[Recorded data]
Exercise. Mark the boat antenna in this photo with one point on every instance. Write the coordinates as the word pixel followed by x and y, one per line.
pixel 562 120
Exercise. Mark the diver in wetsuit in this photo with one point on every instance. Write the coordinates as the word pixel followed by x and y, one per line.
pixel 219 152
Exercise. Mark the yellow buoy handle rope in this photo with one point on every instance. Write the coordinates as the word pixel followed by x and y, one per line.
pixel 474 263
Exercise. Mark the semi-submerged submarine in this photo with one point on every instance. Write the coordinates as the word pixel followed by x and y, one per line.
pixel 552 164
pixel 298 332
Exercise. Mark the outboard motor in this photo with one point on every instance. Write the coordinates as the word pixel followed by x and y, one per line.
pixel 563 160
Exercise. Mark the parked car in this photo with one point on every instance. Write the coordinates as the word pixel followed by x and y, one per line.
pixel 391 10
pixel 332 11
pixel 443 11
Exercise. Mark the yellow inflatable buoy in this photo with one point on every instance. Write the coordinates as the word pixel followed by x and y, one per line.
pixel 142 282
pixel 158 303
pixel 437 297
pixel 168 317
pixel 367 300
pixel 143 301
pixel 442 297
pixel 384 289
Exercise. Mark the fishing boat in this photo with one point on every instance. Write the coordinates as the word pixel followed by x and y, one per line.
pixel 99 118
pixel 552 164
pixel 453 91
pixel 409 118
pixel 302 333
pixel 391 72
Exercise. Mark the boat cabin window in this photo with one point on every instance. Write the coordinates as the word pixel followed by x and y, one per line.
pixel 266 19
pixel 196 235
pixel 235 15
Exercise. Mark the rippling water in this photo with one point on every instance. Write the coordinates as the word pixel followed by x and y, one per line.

• _The task_:
The answer should contain every line of the data, unchanged.

• _Output below_:
Exercise. Mark the boat antenna in this photo with one point on every instance. Write the coordinates as the word pixel followed by x and y, one per line.
pixel 562 120
Exercise. Mark the diver in wetsuit in this photo with one point on every instance. Write the coordinates as the word pixel followed by x and y, one per line.
pixel 219 152
Exercise. Mark the yellow buoy handle rope in this photo with one point on every instance. Write the coordinates as the word pixel followed by x and y, one per line.
pixel 474 263
Exercise. Mark the semi-submerged submarine in this photo with one point on every instance. Write the coordinates as the word pixel followed by x and y, one per line.
pixel 552 164
pixel 298 332
Exercise. Mark the outboard motor in this photo with one point on every instance. Write the coordinates as the word pixel followed by x and y, one per line.
pixel 563 160
Exercise. Mark the parked car in this photo with one point on every instance. Write the coordinates as the word pixel followed by x and y, one per line.
pixel 391 10
pixel 332 11
pixel 443 11
Exercise. Mark the yellow inflatable buoy in this photo with one point on every instance. Write the coordinates as the word pixel followed by x and y, one per line.
pixel 142 282
pixel 158 303
pixel 437 297
pixel 168 317
pixel 367 300
pixel 143 301
pixel 442 297
pixel 384 289
Exercise. Mark the fishing boat in this photo with one point on every instance. Write the coordinates as the word pixel followed by x and y, one per line.
pixel 99 118
pixel 552 164
pixel 453 91
pixel 409 118
pixel 302 333
pixel 391 72
Exercise. Mark the boat cabin window in this photo with one point on every instance. Write the coordinates as the word pixel followed by x and y, one per line.
pixel 266 19
pixel 196 235
pixel 235 15
Exercise. Mark the rippling water in this photo with one point on every instance. Write the coordinates as the word pixel followed by x and y, one per line.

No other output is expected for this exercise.